▸ Goal of the exercise:
An exact copy of all the entries below is what this task needs.

▸ Information given:
▶

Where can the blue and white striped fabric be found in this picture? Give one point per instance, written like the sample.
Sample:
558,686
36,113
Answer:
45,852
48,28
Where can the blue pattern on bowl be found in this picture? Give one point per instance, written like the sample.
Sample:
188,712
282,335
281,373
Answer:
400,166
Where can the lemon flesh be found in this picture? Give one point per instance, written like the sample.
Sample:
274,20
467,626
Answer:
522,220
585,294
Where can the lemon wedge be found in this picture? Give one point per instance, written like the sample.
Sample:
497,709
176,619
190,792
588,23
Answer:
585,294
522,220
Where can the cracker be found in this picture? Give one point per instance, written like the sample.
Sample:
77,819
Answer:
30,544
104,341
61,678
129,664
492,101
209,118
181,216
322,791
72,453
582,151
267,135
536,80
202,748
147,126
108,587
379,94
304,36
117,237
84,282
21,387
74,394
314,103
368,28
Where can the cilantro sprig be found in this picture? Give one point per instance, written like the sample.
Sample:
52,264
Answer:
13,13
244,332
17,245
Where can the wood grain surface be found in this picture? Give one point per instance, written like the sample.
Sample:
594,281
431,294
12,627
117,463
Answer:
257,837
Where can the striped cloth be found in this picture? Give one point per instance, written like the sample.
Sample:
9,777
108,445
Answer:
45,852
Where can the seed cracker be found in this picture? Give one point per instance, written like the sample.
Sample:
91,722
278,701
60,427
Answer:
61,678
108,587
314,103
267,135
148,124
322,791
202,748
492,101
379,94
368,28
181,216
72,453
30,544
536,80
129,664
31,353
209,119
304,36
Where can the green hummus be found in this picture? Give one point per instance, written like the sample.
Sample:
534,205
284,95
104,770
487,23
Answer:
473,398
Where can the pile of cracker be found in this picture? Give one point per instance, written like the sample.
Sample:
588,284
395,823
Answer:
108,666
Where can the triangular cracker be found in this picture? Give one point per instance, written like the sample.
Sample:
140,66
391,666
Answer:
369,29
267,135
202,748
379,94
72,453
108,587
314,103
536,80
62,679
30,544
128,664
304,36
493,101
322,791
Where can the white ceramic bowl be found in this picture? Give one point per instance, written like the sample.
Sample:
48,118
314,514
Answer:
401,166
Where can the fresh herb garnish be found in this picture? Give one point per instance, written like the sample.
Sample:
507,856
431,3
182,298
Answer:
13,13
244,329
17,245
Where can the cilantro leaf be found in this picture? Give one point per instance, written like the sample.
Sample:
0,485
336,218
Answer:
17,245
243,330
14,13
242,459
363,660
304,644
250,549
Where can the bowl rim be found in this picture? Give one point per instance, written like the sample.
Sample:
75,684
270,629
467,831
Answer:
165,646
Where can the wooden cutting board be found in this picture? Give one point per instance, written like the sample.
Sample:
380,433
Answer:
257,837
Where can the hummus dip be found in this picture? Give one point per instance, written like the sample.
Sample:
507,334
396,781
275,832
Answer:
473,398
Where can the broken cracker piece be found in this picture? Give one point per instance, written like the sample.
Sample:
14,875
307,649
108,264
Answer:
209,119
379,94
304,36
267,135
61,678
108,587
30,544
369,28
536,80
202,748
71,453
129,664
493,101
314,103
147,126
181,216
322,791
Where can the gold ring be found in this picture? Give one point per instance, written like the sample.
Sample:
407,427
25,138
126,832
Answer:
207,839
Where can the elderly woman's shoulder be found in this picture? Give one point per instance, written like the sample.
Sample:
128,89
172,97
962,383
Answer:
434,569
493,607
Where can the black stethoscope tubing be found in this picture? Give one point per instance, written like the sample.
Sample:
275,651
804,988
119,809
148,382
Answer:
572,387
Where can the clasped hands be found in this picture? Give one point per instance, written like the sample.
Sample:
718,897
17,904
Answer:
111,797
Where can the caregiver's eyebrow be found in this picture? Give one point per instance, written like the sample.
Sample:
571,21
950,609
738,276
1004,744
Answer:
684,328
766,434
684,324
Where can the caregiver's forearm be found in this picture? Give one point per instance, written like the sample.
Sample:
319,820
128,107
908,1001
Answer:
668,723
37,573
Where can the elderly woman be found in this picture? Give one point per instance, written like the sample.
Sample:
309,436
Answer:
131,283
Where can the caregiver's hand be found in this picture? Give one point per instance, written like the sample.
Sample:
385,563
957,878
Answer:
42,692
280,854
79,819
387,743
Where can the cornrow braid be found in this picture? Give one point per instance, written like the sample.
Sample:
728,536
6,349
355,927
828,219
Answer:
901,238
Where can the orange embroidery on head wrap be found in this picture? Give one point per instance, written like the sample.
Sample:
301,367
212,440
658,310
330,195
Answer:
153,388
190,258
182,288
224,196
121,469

◀

▸ Worked solution:
Where can the blue and white striped fabric be found in this picture? Give one point per instance, written like the sample.
Sample:
558,686
36,113
Answer:
45,852
48,28
Where can the blue pattern on bowl be found in this picture? Give one point per instance, written like the sample.
Sample:
188,712
282,335
281,373
Answer:
400,166
Where can the lemon flesh be found in this picture? Give one point per instance, written like the sample.
Sample:
274,20
467,626
Answer:
522,220
585,294
Where can the lemon wedge be found in this picture? Give one point per instance, written like the sample.
Sample:
497,709
176,619
190,792
588,23
Answer:
585,294
522,220
Where can the cracker be found in this picture? Give one point per instance, written like the sample.
Sample:
77,819
Answer:
30,544
104,341
61,678
129,664
492,101
209,118
181,216
322,791
72,453
582,151
267,135
536,80
202,748
147,126
108,587
379,94
304,36
117,237
84,282
21,387
74,394
314,103
368,28
Where can the cilantro sprig be found in this picture? Give one point per instance, written like the sample.
Sample:
52,264
Answer:
13,13
244,332
17,245
Where can the wood grain surface be found in this picture? Give one point per instance, written like the sample.
Sample:
594,281
431,294
12,627
117,463
Answer:
257,837
Where can the striped cloth be found in this picture? Give one point per instance, written like the sample.
Sample:
9,777
108,445
Answer:
45,852
Where can the seed cracker be found in this picture? Give one point per instance, written like the sample.
Sample:
91,722
278,701
60,427
Answer:
61,678
108,587
314,103
267,135
148,124
322,791
202,748
492,101
379,94
368,28
181,216
72,453
30,544
536,80
129,664
31,353
209,119
304,36
Where can the green hummus be found in this picture? Give one point per instance, written like the sample.
Sample:
534,205
284,95
104,770
487,23
Answer:
473,398
Where can the pile of cracker be found in this picture? Give one point per instance, written like the sample.
Sample:
588,284
395,823
Answer:
108,666
Where can the triangular cracker be found in this picture? Give one point per instance, written like the sample.
Sample:
140,66
391,666
Answer:
369,29
267,135
202,748
379,94
72,453
108,587
314,103
536,80
62,679
30,544
128,664
304,36
493,101
322,791
Where can the white ceramic bowl be found in this picture? Give one point per instance, written like the sample.
Sample:
48,118
314,514
Answer:
401,166
Where can the fresh herb garnish be found in this picture? Give one point per instance, written like the sample.
Sample:
507,856
431,3
182,298
Answer:
13,13
244,329
17,245
Where can the cilantro leaf be found in this picture? Give one point per instance, written like the sample.
Sample:
0,485
336,218
Answer:
17,245
243,330
14,13
242,459
363,660
304,644
250,549
Where can the bowl rim be found in this picture? Give one point per instance, written like the sample.
Sample:
75,684
270,629
467,831
Answer:
165,646
Where can the wooden cutting board be found in this picture? Give one point per instance, written like the sample.
Sample:
380,433
Answer:
257,837
Where can the hummus dip be found in this picture? Give one point per instance, written like the sample.
Sample:
507,334
396,781
275,832
Answer:
473,398
Where can the broken cracker piece be found in this picture? Give one point per instance, written like the sample.
Sample:
14,875
307,649
108,264
Answer:
209,119
379,94
304,36
267,135
61,678
108,587
30,544
369,28
536,80
202,748
71,453
129,664
493,101
314,103
147,126
181,216
322,791
Where can the gold ring be found in this picture? Give one point per instance, written like the sample.
Sample:
407,427
25,138
126,832
Answer:
207,839
Where can the elderly woman's shoulder be found in this picture? Give one point per instance, written like the sample.
Sample:
128,89
172,97
962,383
Answer:
434,569
493,607
Where can the black stethoscope tubing be found in this picture? Give one point per instance, written like the sample.
Sample:
275,651
804,988
119,809
148,382
Answer:
572,387
Where can the clasped hands be found in this picture? Give one point per instance, written like the sample.
Sample:
718,897
17,904
Answer:
111,797
Where can the caregiver's eyebrow be found in this picture? Give one point per instance, written like the sample.
Sample:
571,21
950,609
738,276
1004,744
Answer:
684,328
766,434
684,324
Where can the caregiver's forearm be found in this picture? Give one point per instance, written like the sample.
Sample:
319,820
128,107
908,1001
Answer:
668,723
37,573
Where can the elderly woman be found in this picture? Give one point per instance, written like the sample.
Sample:
309,436
Answer:
131,283
Where can the caregiver's hand be found in this picture? Give one point per instance, written like the sample.
Sample:
385,563
957,878
Answer:
42,692
280,854
79,819
387,743
Where can the cornrow braid be found in this picture? Give one point per instance, written like the sample.
Sample:
728,536
6,349
355,927
828,219
Answer:
901,238
Where can the orange embroidery on head wrap be found in this picture? Give one point per instance, written like the sample.
Sample:
301,367
212,440
658,310
330,195
Answer:
153,388
190,258
182,288
224,196
121,469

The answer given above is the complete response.